## Stated task
Pick out each line of the listing below that contains the word "truck", and copy those lines.

☆ ☆ ☆ ☆

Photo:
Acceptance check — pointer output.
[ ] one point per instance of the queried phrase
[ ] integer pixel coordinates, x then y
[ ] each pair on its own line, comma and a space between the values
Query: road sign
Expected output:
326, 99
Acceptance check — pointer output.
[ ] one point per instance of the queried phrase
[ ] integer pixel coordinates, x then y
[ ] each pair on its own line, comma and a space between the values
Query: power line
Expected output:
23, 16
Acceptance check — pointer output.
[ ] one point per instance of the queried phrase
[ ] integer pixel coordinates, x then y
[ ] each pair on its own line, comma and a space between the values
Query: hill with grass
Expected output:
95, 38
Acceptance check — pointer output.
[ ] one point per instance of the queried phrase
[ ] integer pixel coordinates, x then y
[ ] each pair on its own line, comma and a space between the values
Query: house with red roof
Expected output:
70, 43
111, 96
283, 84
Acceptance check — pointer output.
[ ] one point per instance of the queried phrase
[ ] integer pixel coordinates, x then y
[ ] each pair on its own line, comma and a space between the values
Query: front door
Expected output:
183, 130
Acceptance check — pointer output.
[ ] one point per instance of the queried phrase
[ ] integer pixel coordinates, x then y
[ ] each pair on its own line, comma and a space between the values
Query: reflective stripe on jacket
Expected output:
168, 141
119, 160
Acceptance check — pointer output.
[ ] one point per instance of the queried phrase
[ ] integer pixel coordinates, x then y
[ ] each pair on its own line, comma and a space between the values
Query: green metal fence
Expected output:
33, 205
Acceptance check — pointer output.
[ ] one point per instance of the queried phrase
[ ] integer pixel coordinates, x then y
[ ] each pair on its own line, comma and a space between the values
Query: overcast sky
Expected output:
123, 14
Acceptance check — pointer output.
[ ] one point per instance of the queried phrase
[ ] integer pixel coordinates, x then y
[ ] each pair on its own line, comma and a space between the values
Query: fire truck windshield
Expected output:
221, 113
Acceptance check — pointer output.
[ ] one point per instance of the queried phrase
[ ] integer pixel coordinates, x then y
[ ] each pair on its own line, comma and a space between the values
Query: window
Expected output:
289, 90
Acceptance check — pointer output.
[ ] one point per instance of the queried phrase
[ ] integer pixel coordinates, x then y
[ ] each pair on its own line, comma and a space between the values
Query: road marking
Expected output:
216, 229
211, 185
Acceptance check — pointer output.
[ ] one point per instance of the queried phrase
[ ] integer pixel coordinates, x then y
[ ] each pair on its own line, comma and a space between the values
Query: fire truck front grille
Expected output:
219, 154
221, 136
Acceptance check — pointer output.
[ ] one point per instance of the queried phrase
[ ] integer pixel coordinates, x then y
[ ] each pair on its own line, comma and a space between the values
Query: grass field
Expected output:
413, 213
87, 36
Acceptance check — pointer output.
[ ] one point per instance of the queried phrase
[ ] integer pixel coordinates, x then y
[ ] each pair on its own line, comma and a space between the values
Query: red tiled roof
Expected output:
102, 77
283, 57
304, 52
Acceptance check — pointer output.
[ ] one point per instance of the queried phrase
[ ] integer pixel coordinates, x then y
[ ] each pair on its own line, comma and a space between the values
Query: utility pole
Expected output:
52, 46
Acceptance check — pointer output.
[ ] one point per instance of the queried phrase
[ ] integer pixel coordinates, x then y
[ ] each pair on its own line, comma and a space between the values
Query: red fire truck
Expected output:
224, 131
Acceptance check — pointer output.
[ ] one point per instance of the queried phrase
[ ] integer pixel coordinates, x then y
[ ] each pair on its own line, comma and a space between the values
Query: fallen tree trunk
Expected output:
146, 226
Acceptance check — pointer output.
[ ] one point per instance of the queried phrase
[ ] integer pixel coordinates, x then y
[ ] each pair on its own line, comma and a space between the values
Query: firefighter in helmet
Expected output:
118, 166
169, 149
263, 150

☆ ☆ ☆ ☆

## Full response
Query: fire truck windshield
Query: fire truck front grille
Query: red fire truck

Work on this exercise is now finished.